## RECORDED DATA

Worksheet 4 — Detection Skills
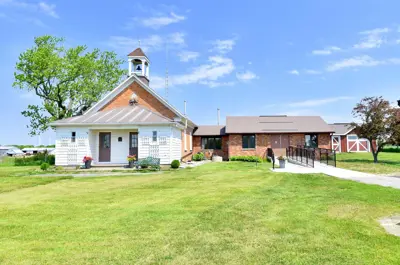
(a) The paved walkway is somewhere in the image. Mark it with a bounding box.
[273,162,400,189]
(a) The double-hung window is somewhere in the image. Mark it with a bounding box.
[242,134,256,149]
[304,134,318,148]
[201,137,222,150]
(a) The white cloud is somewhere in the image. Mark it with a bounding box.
[150,56,235,89]
[200,81,235,88]
[236,71,258,82]
[326,55,400,72]
[0,0,59,18]
[210,39,236,54]
[19,92,35,99]
[38,2,59,18]
[304,69,322,75]
[167,32,185,45]
[312,46,341,55]
[106,32,185,52]
[178,51,200,62]
[287,96,352,108]
[289,69,300,75]
[138,12,186,29]
[353,28,390,49]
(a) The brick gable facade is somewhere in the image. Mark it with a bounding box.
[101,82,176,119]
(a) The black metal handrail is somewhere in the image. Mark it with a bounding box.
[267,148,275,169]
[286,146,315,167]
[314,148,336,167]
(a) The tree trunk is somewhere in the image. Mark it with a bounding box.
[372,152,378,164]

## PROBLEM DETAILS
Copy out the records above in full, text included, shifting every bounding-box coordinate up by 27. Leave the pictures out.

## RESULT FOR THIS TASK
Worksheet 4 — Detection Skills
(a) The paved walkway is somewhere in the image. Mark it with a bounding box.
[300,189,427,216]
(a) The double-hung window is somewhere in the image. Mark it with a bounding box.
[269,161,283,176]
[331,161,345,175]
[228,164,249,177]
(a) The white cloud is somewhere in the image. Mark it with a bounding box.
[177,83,262,116]
[227,108,262,115]
[263,98,285,109]
[353,82,427,99]
[27,27,86,45]
[237,66,263,81]
[46,119,62,126]
[65,29,86,45]
[331,96,349,102]
[194,59,212,72]
[339,73,368,82]
[133,59,212,79]
[205,78,227,89]
[314,123,379,135]
[316,96,327,102]
[165,39,213,56]
[380,55,417,76]
(a) The brick gable facade is somewhere in the image. Mark it with a bounding box.
[128,109,203,146]
(a) The black metal handrail is somewhere in the image. Mark it with a bounding box.
[294,175,302,196]
[313,173,342,194]
[341,175,363,194]
(a) The tree trunk is somewhere in the image. Mark it with a bounding box.
[399,179,405,191]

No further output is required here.